__Directions__
Copy nothing but the text: repeat each entry exactly and drop the images.

Coordinate annotation records:
☆ ☆ ☆ ☆ ☆

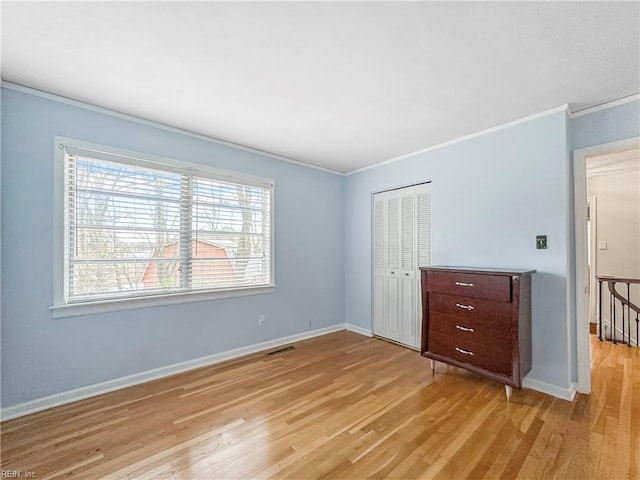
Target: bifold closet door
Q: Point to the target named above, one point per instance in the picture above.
(399, 219)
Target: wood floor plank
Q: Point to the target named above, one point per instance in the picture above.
(337, 407)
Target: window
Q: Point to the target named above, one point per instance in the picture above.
(141, 227)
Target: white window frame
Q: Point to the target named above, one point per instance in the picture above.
(60, 309)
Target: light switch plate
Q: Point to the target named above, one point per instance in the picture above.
(541, 242)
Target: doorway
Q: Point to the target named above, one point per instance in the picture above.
(584, 275)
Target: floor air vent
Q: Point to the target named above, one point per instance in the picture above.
(284, 349)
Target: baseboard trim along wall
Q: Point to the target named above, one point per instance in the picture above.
(81, 393)
(362, 331)
(550, 389)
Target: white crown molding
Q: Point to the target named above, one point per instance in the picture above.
(82, 393)
(561, 108)
(567, 393)
(113, 113)
(150, 123)
(605, 106)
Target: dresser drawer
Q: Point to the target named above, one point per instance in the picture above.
(492, 334)
(494, 287)
(466, 351)
(472, 308)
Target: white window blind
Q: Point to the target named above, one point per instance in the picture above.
(135, 227)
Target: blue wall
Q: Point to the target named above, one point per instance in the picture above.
(605, 126)
(491, 196)
(42, 356)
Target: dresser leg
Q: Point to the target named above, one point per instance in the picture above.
(508, 390)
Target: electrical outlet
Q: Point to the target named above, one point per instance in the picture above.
(541, 242)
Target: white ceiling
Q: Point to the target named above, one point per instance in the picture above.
(342, 85)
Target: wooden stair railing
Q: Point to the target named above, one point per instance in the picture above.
(625, 303)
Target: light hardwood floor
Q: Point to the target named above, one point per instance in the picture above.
(338, 406)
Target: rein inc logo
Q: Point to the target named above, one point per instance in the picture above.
(17, 474)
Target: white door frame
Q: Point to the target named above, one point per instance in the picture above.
(593, 234)
(582, 275)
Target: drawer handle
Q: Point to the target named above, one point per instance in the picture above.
(465, 329)
(466, 307)
(466, 352)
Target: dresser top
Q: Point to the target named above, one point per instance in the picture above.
(479, 270)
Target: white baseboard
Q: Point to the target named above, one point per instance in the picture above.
(606, 324)
(81, 393)
(362, 331)
(568, 393)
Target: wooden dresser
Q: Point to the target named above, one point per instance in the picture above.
(478, 319)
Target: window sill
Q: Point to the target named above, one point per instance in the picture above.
(105, 306)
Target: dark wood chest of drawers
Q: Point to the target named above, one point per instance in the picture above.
(478, 319)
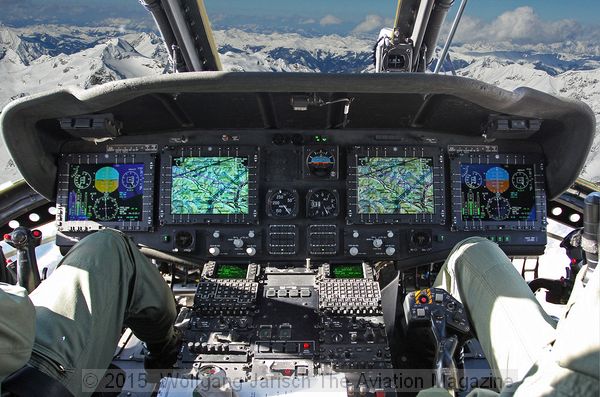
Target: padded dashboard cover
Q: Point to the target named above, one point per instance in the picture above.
(400, 102)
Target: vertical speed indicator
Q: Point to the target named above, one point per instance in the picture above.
(282, 203)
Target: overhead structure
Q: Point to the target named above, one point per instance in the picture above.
(186, 31)
(410, 44)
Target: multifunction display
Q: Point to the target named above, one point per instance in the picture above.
(395, 185)
(105, 192)
(498, 192)
(209, 185)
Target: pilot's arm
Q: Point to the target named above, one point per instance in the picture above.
(17, 328)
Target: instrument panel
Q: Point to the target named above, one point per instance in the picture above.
(349, 195)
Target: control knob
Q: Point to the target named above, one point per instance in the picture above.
(238, 243)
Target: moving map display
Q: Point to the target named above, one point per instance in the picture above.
(209, 186)
(497, 192)
(105, 192)
(395, 185)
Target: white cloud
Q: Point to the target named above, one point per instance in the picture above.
(372, 22)
(523, 26)
(330, 20)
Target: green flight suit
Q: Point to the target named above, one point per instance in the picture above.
(521, 342)
(101, 285)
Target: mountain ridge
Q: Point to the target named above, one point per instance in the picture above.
(43, 57)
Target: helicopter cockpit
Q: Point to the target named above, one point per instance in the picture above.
(300, 219)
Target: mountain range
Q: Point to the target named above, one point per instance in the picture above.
(45, 57)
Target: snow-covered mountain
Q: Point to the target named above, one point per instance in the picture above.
(38, 58)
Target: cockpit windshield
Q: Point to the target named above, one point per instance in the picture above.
(49, 45)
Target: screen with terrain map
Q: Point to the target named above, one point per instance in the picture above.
(395, 185)
(209, 186)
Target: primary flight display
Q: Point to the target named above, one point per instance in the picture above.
(209, 186)
(498, 192)
(105, 192)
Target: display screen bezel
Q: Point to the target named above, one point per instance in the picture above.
(105, 159)
(534, 161)
(434, 153)
(250, 154)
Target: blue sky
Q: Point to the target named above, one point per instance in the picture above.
(528, 21)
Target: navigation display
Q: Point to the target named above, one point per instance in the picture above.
(395, 185)
(225, 271)
(346, 271)
(497, 192)
(105, 192)
(209, 186)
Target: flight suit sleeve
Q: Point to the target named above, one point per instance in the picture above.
(17, 328)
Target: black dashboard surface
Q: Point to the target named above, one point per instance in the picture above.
(277, 196)
(290, 167)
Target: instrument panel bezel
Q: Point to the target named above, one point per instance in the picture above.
(251, 153)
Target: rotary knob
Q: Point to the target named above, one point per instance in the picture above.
(238, 243)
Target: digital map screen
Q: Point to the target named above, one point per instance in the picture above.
(497, 192)
(395, 185)
(209, 186)
(105, 192)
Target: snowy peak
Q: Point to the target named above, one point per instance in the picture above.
(39, 58)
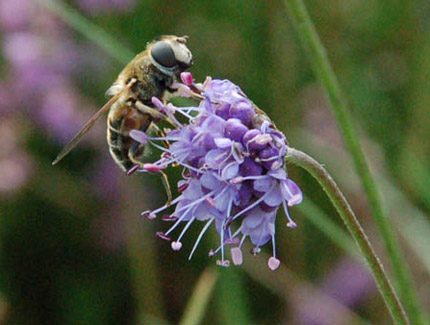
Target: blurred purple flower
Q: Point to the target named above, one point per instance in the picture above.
(15, 14)
(234, 174)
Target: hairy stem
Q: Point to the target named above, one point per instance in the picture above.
(344, 209)
(324, 71)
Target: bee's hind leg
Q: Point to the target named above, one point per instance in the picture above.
(166, 185)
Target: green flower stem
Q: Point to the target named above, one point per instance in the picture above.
(344, 209)
(324, 71)
(94, 33)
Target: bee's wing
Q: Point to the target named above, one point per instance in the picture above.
(77, 138)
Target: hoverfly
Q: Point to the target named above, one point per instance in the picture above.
(151, 73)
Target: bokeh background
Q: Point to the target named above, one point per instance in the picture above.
(73, 246)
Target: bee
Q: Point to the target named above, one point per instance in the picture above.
(150, 74)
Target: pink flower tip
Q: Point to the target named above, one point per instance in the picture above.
(273, 263)
(152, 168)
(139, 136)
(223, 263)
(162, 235)
(236, 180)
(157, 102)
(296, 199)
(236, 256)
(187, 78)
(291, 224)
(255, 250)
(148, 215)
(176, 245)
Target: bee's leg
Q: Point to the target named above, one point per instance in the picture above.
(166, 185)
(161, 134)
(153, 112)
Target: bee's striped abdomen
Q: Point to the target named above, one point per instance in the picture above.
(123, 149)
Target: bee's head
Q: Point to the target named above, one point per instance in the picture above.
(171, 55)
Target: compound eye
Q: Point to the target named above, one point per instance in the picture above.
(163, 54)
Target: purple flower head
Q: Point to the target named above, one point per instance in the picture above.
(233, 169)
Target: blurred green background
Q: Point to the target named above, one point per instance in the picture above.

☆ ☆ ☆ ☆ ☆

__Solution to this exercise__
Target: bifold closet door
Q: Point to the target named above, one point per instance in the picture above.
(399, 219)
Target: wood floor plank
Q: Point to the target named above, one point per instance in the picture above.
(337, 407)
Target: window
Q: Point to the target named above, one point per instance in the picture above.
(141, 227)
Target: white window frame
Q: Point to the target named above, one point per instance in the picture above.
(60, 309)
Target: light switch plate
Q: Point to the target named above, one point per instance in the picture above.
(541, 242)
Target: doorway
Q: Point to the target named above, one point per instance in the picture above.
(584, 275)
Target: floor air vent
Q: Point to the target named above, one point per instance in the picture above.
(284, 349)
Target: baseboard trim along wall
Q: Point to the target named above, one point per instance in the picture above.
(81, 393)
(362, 331)
(550, 389)
Target: white crown molding
Q: Point to the target named above, one point per instance in the picture above.
(82, 393)
(561, 108)
(567, 393)
(113, 113)
(150, 123)
(605, 106)
Target: dresser drawer
Q: Point to the target named above, one point per instance in the picture above.
(492, 334)
(494, 287)
(466, 351)
(472, 308)
Target: white window blind
Q: Point to the target named above, one point per instance in the picture above.
(135, 227)
Target: blue wall
Q: Point to the target named above, one point per instance in the picture above.
(605, 126)
(491, 196)
(42, 356)
Target: dresser leg
Q: Point to the target named above, one point per instance in the picture above.
(508, 390)
Target: electrical outlet
Q: Point to the target named above, one point per instance in the picture above.
(541, 242)
Target: white ceiling
Q: Point to the target named above, one point per instance in the picture above.
(342, 85)
Target: wooden stair railing
Q: Point to the target named above, one point per instance in the picture above.
(625, 303)
Target: light hardwood floor
Q: Point to the target named above, one point per instance in the picture above.
(338, 406)
Target: rein inc logo
Q: Point to the target named above, one point per instance in the picture above.
(17, 474)
Target: white door frame
Q: Point to the target named above, one point per instance in the picture above.
(593, 234)
(582, 275)
Target: drawer handle
Q: Point to the target named above, one point per instance in the picture above.
(465, 329)
(466, 307)
(466, 352)
Target: dresser top
Q: Point to the target named above, one point per instance in the picture above.
(479, 270)
Target: white baseboard
Q: Point to the target named above, one point per instance in the picture above.
(606, 324)
(81, 393)
(362, 331)
(568, 393)
Target: wooden dresser
Q: Point to the target named above, one point per instance in the picture above.
(478, 319)
Target: window sill
Q: Point to the target named above, one point per instance in the picture above.
(105, 306)
Target: dark wood chest of drawers
Q: Point to the target named above, one point per instance in the picture above.
(478, 319)
Target: padded dashboard cover
Q: Point to the target named above, one point per instance in the picture above.
(400, 102)
Target: vertical speed indicator
Q: Point to the target named above, one point per instance in the picture above.
(282, 203)
Target: overhead structure
Q: Point to the target named above, one point per instance in the picture above.
(186, 31)
(410, 44)
Target: multifunction display
Q: Point to the target named above, one point per instance in the picture above.
(395, 185)
(105, 192)
(498, 192)
(209, 185)
Target: pilot's arm
Q: Point to the target named above, one point per instance in the picture above.
(17, 328)
Target: instrument panel
Q: Point to the target named above, one point per instance in the picture above.
(349, 195)
Target: control knob
Q: Point to the target named above, one point per instance in the picture above.
(238, 243)
Target: moving map display
Q: Point to the target named above, one point per instance in the picture above.
(209, 186)
(497, 192)
(105, 192)
(395, 185)
Target: white cloud
Q: Point to the target named above, one point per instance in the picture above.
(372, 22)
(523, 26)
(330, 20)
Target: green flight suit
Q: Point to the target named above, one point per instance in the picture above.
(521, 342)
(101, 285)
Target: mountain ridge
Q: Point to the target named above, one point per instance in the picture above.
(43, 57)
Target: helicopter cockpit
Q: Point to the target named above, one point per instance in the picture above.
(300, 219)
Target: mountain range
Q: Point to the target named above, one point per instance in the picture above.
(45, 57)
Target: snow-covered mountain
Q: Point to the target named above, one point per instance in the picture above.
(38, 58)
Target: cockpit windshield
Q: Point to the target named above, one point per instance in the picture above.
(49, 45)
Target: screen with terrain map
Q: Point to the target named above, one point per instance in the picture above.
(395, 185)
(209, 186)
Target: primary flight display
Q: Point to the target named above, one point per instance in the picture above.
(209, 186)
(498, 192)
(105, 192)
Target: display screen bezel
Q: Point to the target named above, one point per instance in the picture above.
(105, 159)
(534, 161)
(434, 153)
(250, 154)
Target: blue sky
Q: Point to the target named above, one point per instance in the picture above.
(528, 21)
Target: navigation display
Q: Point to the target named above, one point per instance in the picture above.
(395, 185)
(225, 271)
(346, 271)
(497, 192)
(105, 192)
(209, 186)
Target: flight suit sleeve
Q: Point to the target named above, one point per instance in the picture above.
(17, 328)
Target: black dashboard surface
Q: Point to the target named above, one point per instance in the picture above.
(277, 196)
(290, 167)
Target: instrument panel bezel
Q: Point to the target named above, one point per instance in the picture above.
(251, 153)
Target: rotary knob
Q: Point to the target named above, one point per instance in the picture above.
(238, 243)
Target: digital map screen
Q: Point to the target named above, one point per instance in the picture above.
(497, 192)
(395, 185)
(209, 186)
(105, 192)
Target: snowy peak
Q: Point to the target named above, one point per instance in the picture above.
(39, 58)
Target: blurred purple flower
Q: Point to the target named above, one point per instance in the picture above.
(15, 14)
(234, 174)
Target: hairy stem
Q: Point to the target named above, one point per instance in the picture above.
(344, 209)
(324, 71)
Target: bee's hind leg
Q: Point to the target named above, one point per instance in the picture above.
(166, 185)
Target: green flower stem
Q: Point to the target named above, one point per instance in the picture above.
(344, 209)
(324, 71)
(94, 33)
Target: bee's wing
Q: Point to the target named above, one point per instance in the picture above.
(77, 138)
Target: hoverfly
Q: Point to the target named above, one point per instance in the picture above.
(151, 73)
Target: bokeh background
Q: Point to the target named above, one point per instance in the picture above.
(73, 246)
Target: bee
Q: Point to the target named above, one point per instance in the picture above.
(150, 74)
Target: pink flower tip
Q: Point to the target named above, one point per instance in the picture above.
(273, 263)
(152, 168)
(139, 136)
(223, 263)
(162, 235)
(236, 180)
(157, 102)
(296, 199)
(236, 256)
(187, 78)
(291, 224)
(255, 250)
(148, 215)
(176, 245)
Target: bee's leg
Q: Point to the target named above, one point per instance in the picture above.
(166, 185)
(161, 134)
(153, 112)
Target: bee's striped abdomen
Q: Point to the target named above, one point per instance in the picture above.
(123, 149)
Target: bee's head
Q: Point to the target named above, one point per instance in the picture above.
(171, 55)
Target: compound eye
Q: Point to the target named above, one point per instance in the picture above.
(163, 54)
Target: purple flower head
Q: Point to the target named above, one point per instance in the picture above.
(233, 169)
Target: blurred green background
Q: Point to the target named above, one point per instance in the picture above.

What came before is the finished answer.